A sceptic's take on being human – or should that be virtuous?
What Katy did!
Another seasonal milestone passed today, because what Katy (the cordon apple tree) did, was come into flower this week. It’s an early eating apple, not really suitable for storage but ready to pick in September. We have a row of five cordon apples and they were chosen to spread over the longest possible season. This is really the first year we can expect a small crop, but it will be a few years yet before they settle down. We’re due a few days of cold weather so it’s out with the fleece.
Today’s main objective was to get into the fruit cage and weed all round, and then to repair the supports for the autumn raspberries and feed all the soft fruit. Strawberries, raspberries, gooseberries, red and white currants are all in leaf and the blackcurrants are about to flower. We also made use of the last day we’re officially allowed to use the incinerator, and got rid of a pile of couch and bindweed roots. We’re not keen on burning but sometimes it’s the best way to destroy pernicious weeds and you also get the ashes back to scatter on the ground.
While I was engaged with the fruit, Madame was transplanting spinach seedlings. These wil be the last batch before the autumn. First day of British Summer Time – yippee!

=== Stored data ===
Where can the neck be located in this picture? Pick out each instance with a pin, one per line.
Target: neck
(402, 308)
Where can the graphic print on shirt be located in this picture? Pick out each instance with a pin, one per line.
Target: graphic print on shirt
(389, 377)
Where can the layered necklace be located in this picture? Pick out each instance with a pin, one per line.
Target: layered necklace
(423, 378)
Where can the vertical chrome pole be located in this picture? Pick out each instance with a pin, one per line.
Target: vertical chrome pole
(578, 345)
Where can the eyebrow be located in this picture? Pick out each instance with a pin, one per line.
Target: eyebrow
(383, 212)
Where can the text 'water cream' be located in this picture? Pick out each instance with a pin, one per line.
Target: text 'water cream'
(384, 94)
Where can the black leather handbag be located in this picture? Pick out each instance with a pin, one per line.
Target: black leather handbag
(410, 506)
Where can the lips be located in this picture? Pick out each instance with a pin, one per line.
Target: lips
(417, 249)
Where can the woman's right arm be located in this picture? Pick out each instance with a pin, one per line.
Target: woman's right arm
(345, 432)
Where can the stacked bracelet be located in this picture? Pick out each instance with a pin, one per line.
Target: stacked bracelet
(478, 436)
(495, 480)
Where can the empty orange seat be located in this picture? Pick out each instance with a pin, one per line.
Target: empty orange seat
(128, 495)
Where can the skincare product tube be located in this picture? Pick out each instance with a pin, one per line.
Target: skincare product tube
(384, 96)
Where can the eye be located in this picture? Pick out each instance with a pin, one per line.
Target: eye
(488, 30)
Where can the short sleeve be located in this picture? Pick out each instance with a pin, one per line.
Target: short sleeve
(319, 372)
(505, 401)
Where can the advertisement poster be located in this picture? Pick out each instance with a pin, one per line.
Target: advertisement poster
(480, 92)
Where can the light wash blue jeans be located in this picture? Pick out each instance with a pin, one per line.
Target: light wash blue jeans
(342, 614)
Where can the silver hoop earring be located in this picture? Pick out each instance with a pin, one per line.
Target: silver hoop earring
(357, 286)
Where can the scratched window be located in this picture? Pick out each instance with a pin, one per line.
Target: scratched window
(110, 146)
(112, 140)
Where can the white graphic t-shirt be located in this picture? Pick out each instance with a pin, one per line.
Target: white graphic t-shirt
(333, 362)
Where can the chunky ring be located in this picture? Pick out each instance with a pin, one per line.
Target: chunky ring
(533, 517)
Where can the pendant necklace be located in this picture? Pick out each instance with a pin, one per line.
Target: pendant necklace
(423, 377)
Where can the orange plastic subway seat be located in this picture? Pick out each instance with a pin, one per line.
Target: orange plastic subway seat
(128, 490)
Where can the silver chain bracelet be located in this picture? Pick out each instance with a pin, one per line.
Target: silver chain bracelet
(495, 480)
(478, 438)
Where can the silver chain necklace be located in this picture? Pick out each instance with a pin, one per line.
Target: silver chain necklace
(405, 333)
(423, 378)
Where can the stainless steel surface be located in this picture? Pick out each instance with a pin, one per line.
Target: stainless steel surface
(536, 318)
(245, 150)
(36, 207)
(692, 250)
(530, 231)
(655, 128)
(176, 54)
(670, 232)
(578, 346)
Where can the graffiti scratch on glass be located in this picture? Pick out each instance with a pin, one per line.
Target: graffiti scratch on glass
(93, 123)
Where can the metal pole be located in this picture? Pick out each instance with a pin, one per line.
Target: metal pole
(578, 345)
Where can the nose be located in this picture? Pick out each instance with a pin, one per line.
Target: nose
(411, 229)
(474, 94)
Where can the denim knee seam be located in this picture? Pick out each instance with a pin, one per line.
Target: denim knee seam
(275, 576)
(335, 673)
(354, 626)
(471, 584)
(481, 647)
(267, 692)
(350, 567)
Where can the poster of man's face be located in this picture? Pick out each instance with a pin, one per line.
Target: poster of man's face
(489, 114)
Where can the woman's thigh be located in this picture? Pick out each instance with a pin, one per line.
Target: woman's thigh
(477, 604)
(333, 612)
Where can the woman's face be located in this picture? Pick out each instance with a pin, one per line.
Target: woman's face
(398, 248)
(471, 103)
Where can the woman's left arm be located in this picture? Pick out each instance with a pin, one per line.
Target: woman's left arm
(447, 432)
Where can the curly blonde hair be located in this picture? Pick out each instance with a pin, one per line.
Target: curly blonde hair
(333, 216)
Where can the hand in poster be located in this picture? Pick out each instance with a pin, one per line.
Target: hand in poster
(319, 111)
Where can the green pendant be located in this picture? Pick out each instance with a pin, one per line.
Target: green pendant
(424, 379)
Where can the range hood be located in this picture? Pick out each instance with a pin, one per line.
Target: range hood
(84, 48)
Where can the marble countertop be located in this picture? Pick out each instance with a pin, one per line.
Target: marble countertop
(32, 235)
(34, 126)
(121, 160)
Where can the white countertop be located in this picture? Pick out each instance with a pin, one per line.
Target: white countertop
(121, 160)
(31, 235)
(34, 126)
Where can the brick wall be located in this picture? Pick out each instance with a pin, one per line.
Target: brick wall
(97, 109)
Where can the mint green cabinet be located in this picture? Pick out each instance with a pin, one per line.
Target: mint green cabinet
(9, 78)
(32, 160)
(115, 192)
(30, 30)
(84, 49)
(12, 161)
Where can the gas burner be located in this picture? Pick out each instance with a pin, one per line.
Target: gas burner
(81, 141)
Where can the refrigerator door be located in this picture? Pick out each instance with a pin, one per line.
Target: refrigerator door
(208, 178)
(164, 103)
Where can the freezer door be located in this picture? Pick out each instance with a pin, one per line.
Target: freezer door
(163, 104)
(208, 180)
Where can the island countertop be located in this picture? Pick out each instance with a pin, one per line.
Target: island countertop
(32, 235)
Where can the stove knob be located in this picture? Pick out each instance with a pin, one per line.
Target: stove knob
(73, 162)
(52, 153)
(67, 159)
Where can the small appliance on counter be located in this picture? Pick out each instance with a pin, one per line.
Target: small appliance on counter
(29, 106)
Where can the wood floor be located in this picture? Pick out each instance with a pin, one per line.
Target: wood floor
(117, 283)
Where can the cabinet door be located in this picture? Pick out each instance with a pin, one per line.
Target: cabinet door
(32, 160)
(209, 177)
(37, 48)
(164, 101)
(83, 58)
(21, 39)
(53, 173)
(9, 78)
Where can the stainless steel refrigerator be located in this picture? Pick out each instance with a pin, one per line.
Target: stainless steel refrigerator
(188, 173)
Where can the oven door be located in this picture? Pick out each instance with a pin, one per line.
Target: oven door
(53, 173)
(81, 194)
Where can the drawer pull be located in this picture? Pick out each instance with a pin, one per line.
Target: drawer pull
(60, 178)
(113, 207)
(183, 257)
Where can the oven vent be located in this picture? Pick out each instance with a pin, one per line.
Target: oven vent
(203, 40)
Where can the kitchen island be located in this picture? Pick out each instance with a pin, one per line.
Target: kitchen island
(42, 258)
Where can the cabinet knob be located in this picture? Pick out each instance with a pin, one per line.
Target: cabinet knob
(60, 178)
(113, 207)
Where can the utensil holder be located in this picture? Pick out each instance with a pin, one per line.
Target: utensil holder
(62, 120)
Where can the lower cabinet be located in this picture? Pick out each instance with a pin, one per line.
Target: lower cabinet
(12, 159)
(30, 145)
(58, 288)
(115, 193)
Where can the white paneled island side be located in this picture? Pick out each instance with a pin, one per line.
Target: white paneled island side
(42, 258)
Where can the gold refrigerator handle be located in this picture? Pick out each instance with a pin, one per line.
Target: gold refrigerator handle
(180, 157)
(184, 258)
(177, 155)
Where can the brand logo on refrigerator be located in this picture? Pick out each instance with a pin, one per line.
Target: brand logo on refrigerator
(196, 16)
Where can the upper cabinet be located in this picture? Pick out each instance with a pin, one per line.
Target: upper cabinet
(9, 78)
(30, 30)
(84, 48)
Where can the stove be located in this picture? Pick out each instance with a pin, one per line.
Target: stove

=== Prompt ===
Resume the garden diary post about Katy the apple tree right after its last sentence, in the same voice. The listing has no connection to the garden diary post.

=== Output of the task ===
I've spent my life doing a lot of things, all of them interesting and many of them great fun.
When most people see my CV they probably think I'm making things up because it includes being a rather bad welder and engineering dogsbody, a potter, a groundsman and bus driver. I taught in a prison and in one of those ghastly old mental institutions as an art therapist and I spent ten years as a community artist. I was one of the founding members of Spike Island, which began life as Artspace Bristol. ! wrote a column for Bristol Evening Post (I got sacked three times, in which I take some pride) and I worked in local and network radio and then finally became an Anglican parish priest for 25 years, retiring at 68 when I realised that the institutional church and me were on different paths.
What interests me? It would be easier to list what doesn't, but I love cooking and baking with our home grown ingredients. I'm fascinated by botany and wildlife in general, and botanical illustration. We have a camper van that takes us to the wild places, we love walking, especially in the hills, and we take too many photographs.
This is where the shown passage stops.